■ What you are asked to do: All of the data below is to be printed again exactly.

■ Record extracts:
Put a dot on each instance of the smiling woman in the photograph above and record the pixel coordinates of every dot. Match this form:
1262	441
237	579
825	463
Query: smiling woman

■ Output of the task:
Put a dot on each instance of the smiling woman in the photograph above and record the pixel coordinates of every dot. Match this form:
1262	441
237	579
825	463
Query: smiling woman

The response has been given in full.